Exercise - Update the records below by replacing every occurrence of "pointer" with "marker". Leave all other text unchanged.

Data lines -
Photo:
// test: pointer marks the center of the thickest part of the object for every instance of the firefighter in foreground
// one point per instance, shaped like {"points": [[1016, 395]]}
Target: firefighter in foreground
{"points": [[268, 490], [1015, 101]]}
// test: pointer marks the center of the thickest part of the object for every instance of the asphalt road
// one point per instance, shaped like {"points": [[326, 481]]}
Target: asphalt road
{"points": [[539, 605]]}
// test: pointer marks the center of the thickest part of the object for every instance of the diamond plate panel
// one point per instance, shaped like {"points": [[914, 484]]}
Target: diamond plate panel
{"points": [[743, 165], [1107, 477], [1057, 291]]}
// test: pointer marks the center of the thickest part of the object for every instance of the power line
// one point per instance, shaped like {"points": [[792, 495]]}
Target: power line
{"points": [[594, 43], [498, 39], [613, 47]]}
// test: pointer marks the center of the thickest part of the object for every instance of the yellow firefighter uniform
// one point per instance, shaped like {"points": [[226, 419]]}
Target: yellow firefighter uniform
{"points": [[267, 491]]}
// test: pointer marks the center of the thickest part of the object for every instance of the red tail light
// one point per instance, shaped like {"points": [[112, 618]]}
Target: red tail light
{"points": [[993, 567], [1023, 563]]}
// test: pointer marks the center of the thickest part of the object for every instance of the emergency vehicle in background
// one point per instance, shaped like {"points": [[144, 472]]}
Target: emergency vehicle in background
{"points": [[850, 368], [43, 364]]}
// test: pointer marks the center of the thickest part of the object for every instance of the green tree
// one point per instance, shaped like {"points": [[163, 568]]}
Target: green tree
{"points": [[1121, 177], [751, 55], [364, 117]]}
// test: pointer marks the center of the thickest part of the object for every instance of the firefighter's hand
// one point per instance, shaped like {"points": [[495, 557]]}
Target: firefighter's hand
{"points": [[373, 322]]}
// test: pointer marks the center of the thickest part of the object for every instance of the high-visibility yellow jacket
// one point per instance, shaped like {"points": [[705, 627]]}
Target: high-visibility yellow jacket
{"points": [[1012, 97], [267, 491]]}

Answer to the task -
Photo:
// test: marker marks the center of the thickest part of the object for every instance of the firefighter in foreground
// one point per instance, shaped like {"points": [[1016, 395]]}
Target: firefighter in foreground
{"points": [[268, 490], [1015, 101]]}
// test: marker marks the center of the thickest part of the object for every instance of the asphalt road
// one point per instance, shaped like {"points": [[326, 481]]}
Target: asphalt road
{"points": [[539, 605]]}
// test: marker marks the center of the thickest part of the object for every instance of the diamond plate panel
// one point per instance, shaped like {"points": [[914, 484]]}
Target: diamond plate panel
{"points": [[743, 165], [1107, 477], [1057, 291]]}
// test: marker marks the center of the thickest part of the object for every instance of the power line
// one point per instance, shaped like {"points": [[792, 495]]}
Target: power line
{"points": [[594, 43], [498, 39], [613, 47]]}
// test: marker marks the center of the thickest part of the object for every instance of the yellow firefighter uniform
// one point per instance, shaped like {"points": [[226, 419]]}
Target: yellow firefighter uniform
{"points": [[267, 491]]}
// test: marker marks the center of the thickest part of the object for every instance of the red tail light
// one point per instance, shaped like {"points": [[112, 618]]}
Target: red tail light
{"points": [[993, 567], [1023, 563]]}
// test: marker marks the center of the thickest part of the object for every instance of the emergency vehicle in background
// one point per instance, shaped like {"points": [[144, 472]]}
Target: emergency vehicle in background
{"points": [[850, 368], [43, 364]]}
// test: marker marks the center of the thickest part of the object for every instance of the green tree
// one point per instance, shaped like {"points": [[163, 568]]}
Target: green tree
{"points": [[1121, 177], [751, 55], [364, 117]]}
// test: marker marks the center of the thickest part of the object for every instance of the firefighter's hand
// one point per instance, shaped like {"points": [[495, 557]]}
Target: firefighter's hand
{"points": [[373, 322]]}
// test: marker marks the center of the thickest part of the object for every instance of the high-visibility yellow jacket
// one point per instance, shaped like {"points": [[705, 627]]}
Target: high-visibility yellow jacket
{"points": [[1012, 97], [267, 491]]}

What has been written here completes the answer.